## BRIEF A
Output the passage from the reply on speeding up grep verbatim, starting at "HOSTS=() for host" and ending at "are EXTREMELY SLOW!".
>> Start EXCERPTED PASSAGE
On 06/28/2012 11:30 AM, Sean Carolan wrote:
Can you think of any way to optimize this to run faster?
HOSTS=() for host in $(grep -h -o "[-.0-9a-z][-.0-9a-z]*.com" ${TMPDIR}/* | sort | uniq); do HOSTS+=("$host") done
You have two major performance problems in this script. First, UTF-8 processing is slow. Second, wildcards are EXTREMELY SLOW!
You'll get a small performance improvement by using a C locale, *if* you know that all of your text will be ascii (hostnames will be). You can set LANG either for the whole script or just for grep/sort:
--- $ export LANG=C --- $ env LANG=C grep ... | env LANG=C sort ---
I don't think you'll get much from running uniq in a C locale.
You'll get a HUGE performance boost from prefixing your search with some known prefix to your regex. As it is written, your regex will iterate over every character in each line. If that character is a member of the first set, grep will then iterate over all of the following characters until it finds one that isn't a match, then check for ".com". That second loop increases the processing load tremendously. If you know the prefix, use it, and cut it out in a subsequent stage.
$ grep 'host: [-.0-9a-z][-.0-9a-z]*.com' ${TMPDIR}/* $ egrep '(host:|hostname:|from:) [-.0-9a-z][-.0-9a-z]*.com' \ ${TMPDIR}/*
>> End EXCERPTED PASSAGE
>> Start DATASET CONTENT
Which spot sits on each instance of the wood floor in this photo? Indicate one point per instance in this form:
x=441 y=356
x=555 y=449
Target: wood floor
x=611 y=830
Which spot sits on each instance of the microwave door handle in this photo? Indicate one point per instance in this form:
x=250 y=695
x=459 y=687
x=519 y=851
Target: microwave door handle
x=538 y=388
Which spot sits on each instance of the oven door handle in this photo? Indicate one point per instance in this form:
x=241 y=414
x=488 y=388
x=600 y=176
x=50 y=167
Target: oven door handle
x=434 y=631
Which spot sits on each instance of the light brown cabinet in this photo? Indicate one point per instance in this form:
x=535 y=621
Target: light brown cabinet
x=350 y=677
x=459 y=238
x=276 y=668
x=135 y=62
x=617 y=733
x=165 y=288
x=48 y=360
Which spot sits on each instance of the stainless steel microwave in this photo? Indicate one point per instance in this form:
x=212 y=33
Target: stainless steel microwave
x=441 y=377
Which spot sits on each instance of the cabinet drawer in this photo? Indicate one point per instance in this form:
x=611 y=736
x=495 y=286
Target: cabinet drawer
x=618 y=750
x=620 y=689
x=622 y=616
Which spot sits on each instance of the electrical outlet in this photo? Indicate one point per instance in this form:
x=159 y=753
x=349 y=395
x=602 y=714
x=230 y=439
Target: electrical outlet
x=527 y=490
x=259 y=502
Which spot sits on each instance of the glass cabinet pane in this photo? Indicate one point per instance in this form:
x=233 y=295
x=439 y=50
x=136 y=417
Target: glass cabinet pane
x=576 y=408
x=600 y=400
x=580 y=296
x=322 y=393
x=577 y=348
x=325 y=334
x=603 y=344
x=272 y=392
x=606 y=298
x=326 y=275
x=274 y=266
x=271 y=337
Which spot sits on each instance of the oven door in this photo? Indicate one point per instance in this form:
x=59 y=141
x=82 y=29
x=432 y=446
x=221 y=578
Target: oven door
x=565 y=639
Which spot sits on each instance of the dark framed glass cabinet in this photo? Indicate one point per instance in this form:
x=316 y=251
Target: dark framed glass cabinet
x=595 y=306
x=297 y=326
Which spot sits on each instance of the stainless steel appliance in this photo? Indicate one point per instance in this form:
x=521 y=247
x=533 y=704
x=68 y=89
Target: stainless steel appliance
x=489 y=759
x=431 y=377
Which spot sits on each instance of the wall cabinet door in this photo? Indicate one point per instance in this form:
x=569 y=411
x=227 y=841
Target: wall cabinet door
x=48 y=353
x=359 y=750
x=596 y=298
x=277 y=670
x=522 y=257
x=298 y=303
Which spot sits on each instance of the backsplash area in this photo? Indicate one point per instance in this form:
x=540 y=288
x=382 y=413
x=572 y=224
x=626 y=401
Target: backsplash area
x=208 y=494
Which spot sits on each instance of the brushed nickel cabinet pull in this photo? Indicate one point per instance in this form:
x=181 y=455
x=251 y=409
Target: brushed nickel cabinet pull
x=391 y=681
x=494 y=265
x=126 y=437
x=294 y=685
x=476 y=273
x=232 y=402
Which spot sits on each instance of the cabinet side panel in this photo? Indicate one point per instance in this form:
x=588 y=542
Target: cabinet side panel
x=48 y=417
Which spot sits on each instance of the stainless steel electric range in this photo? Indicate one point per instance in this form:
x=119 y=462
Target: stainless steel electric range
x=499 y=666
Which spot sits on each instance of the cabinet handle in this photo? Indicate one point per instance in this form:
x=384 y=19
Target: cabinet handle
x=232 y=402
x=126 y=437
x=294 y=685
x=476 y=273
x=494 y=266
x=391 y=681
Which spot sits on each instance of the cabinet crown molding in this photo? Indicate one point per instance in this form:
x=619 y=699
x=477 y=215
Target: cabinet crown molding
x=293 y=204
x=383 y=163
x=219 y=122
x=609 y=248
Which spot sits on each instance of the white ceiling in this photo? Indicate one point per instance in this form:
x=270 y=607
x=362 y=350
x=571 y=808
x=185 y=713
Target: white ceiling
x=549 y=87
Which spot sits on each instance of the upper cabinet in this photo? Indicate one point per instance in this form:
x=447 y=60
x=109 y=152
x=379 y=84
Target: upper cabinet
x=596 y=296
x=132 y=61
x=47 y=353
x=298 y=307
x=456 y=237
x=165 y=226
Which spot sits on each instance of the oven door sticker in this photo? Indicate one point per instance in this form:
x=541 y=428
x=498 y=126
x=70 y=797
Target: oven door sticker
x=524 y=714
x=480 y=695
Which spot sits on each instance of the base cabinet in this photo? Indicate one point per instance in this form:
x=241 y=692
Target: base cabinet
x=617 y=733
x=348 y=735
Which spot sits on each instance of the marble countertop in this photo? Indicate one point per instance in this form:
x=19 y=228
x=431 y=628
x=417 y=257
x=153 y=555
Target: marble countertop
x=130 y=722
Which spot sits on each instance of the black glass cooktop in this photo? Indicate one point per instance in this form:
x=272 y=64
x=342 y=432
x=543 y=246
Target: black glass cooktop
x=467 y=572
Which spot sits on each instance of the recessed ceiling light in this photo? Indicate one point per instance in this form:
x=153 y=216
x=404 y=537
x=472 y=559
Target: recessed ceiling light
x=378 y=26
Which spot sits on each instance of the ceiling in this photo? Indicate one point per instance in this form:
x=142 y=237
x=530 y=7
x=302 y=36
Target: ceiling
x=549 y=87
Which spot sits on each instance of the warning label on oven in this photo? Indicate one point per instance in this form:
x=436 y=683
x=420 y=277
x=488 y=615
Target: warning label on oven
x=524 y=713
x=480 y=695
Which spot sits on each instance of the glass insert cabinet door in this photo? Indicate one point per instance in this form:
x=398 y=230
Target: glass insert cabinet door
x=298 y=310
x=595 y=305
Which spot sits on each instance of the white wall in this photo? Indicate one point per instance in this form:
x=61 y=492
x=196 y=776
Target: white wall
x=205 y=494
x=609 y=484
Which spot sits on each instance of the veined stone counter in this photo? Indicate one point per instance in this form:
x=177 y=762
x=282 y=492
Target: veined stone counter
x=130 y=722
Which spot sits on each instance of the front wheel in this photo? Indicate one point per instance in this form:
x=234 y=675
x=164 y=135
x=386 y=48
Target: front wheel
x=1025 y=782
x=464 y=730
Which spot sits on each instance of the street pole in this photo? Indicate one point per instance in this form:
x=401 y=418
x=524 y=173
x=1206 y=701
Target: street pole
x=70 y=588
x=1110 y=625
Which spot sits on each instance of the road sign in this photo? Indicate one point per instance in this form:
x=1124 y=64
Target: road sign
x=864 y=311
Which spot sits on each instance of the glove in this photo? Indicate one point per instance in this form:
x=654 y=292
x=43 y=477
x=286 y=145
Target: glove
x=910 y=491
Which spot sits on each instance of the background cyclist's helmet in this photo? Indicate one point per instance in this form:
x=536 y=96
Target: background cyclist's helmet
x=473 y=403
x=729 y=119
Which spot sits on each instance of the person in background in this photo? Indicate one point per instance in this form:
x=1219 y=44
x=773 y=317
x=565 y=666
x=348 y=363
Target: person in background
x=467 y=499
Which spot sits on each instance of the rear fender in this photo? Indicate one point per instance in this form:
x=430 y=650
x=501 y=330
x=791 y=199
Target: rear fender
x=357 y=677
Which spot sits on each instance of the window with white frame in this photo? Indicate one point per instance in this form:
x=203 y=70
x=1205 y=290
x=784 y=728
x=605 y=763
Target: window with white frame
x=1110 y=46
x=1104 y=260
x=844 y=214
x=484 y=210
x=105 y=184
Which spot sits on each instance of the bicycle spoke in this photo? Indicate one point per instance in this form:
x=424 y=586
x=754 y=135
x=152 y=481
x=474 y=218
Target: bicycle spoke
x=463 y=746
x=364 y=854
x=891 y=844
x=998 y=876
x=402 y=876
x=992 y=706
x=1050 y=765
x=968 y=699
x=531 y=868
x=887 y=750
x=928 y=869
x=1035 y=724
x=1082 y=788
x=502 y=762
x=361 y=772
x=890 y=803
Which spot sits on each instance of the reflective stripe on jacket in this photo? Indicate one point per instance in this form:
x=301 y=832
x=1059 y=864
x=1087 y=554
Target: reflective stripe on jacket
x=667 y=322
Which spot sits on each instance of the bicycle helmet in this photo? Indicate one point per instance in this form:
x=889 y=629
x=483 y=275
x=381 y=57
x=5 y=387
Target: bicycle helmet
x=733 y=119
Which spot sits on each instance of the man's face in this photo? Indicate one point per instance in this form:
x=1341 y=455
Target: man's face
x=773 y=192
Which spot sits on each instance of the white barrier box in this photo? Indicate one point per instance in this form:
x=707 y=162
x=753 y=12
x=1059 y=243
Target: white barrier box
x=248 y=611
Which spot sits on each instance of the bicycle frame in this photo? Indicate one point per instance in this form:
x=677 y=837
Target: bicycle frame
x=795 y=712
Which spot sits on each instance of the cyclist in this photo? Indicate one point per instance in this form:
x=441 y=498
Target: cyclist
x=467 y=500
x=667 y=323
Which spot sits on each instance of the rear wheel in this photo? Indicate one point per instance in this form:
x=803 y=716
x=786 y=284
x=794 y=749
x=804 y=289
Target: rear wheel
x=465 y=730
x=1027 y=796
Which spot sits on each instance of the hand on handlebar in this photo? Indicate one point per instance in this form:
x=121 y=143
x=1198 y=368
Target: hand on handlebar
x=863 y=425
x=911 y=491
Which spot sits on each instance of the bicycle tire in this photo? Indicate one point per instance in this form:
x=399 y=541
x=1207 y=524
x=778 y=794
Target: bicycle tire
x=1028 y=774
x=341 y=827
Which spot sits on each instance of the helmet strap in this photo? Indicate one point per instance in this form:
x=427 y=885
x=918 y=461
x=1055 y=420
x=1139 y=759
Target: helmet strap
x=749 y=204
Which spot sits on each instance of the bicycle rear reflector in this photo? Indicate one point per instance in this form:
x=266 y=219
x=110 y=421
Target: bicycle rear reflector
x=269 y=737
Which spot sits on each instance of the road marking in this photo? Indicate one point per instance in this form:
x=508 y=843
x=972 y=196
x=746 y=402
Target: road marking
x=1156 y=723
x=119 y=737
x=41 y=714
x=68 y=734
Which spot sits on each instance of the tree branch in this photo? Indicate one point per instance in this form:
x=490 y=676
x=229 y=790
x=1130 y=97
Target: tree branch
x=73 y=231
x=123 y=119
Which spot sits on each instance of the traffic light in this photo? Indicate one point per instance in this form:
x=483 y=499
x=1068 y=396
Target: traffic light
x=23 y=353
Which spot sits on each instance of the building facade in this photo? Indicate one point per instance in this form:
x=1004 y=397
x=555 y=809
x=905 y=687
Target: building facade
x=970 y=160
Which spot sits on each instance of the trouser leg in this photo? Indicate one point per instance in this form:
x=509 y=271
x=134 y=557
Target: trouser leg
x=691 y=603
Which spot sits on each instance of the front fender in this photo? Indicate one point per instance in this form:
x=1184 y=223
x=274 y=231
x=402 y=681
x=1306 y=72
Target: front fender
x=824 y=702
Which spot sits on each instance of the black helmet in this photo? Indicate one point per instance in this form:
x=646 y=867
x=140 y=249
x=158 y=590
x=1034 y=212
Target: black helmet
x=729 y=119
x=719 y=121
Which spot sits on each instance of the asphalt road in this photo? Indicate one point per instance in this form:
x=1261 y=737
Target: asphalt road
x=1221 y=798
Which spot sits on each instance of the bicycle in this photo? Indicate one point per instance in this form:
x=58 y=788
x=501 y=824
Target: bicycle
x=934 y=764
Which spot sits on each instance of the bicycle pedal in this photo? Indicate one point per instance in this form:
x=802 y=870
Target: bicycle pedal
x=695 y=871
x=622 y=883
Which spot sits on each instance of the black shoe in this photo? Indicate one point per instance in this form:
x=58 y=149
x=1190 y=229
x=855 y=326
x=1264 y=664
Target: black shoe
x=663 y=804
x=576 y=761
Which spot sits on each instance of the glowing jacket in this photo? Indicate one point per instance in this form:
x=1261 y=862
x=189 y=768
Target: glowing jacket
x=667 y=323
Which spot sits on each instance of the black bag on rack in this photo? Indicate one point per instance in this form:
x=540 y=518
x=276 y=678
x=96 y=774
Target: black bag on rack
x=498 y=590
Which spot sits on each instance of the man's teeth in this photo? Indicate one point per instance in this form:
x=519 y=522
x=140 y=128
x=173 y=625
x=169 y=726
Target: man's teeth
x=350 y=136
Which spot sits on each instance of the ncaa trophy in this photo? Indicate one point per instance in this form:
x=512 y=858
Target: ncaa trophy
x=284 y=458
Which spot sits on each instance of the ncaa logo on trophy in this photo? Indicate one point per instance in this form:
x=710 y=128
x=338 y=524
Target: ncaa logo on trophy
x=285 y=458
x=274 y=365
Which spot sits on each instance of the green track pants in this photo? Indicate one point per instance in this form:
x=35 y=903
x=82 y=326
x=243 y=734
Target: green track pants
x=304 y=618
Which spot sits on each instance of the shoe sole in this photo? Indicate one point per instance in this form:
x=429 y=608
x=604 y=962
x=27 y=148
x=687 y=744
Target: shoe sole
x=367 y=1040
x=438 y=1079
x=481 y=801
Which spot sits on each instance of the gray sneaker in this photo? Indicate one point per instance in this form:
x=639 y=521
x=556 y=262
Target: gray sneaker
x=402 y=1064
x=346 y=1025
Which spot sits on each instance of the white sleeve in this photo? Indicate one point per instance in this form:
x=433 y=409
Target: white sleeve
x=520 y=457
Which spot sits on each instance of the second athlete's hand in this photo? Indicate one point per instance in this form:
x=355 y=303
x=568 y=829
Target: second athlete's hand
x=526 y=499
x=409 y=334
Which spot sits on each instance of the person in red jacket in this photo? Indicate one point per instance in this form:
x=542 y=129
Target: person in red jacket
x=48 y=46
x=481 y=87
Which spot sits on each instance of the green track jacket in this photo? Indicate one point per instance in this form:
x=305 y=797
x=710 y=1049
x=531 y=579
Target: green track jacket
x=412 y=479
>> End DATASET CONTENT
## BRIEF B
Return the listing word for word, starting at its first line and ending at the line that contains "x=259 y=502".

## RESPONSE A
HOSTS=() for host in $(grep -h -o "[-.0-9a-z][-.0-9a-z]*.com" ${TMPDIR}/* | sort | uniq); do HOSTS+=("$host") done
You have two major performance problems in this script. First, UTF-8 processing is slow. Second, wildcards are EXTREMELY SLOW!

## RESPONSE B
Which spot sits on each instance of the wood floor in this photo? Indicate one point per instance in this form:
x=441 y=356
x=555 y=449
Target: wood floor
x=611 y=830
Which spot sits on each instance of the microwave door handle in this photo? Indicate one point per instance in this form:
x=250 y=695
x=459 y=687
x=519 y=851
Target: microwave door handle
x=538 y=388
Which spot sits on each instance of the oven door handle in this photo? Indicate one point per instance in this form:
x=241 y=414
x=488 y=388
x=600 y=176
x=50 y=167
Target: oven door handle
x=434 y=631
Which spot sits on each instance of the light brown cabinet in this photo? Indicate one point per instance in this form:
x=535 y=621
Target: light brown cabinet
x=350 y=677
x=459 y=238
x=276 y=668
x=135 y=62
x=617 y=733
x=165 y=288
x=48 y=360
Which spot sits on each instance of the stainless steel microwave in this photo? Indicate one point per instance in this form:
x=212 y=33
Target: stainless steel microwave
x=441 y=377
Which spot sits on each instance of the cabinet drawer in this photo? Indicate one point per instance in this form:
x=611 y=736
x=495 y=286
Target: cabinet drawer
x=618 y=750
x=620 y=689
x=622 y=616
Which spot sits on each instance of the electrical outlet in this photo? Indicate one point per instance in this form:
x=159 y=753
x=349 y=395
x=602 y=714
x=230 y=439
Target: electrical outlet
x=527 y=490
x=259 y=502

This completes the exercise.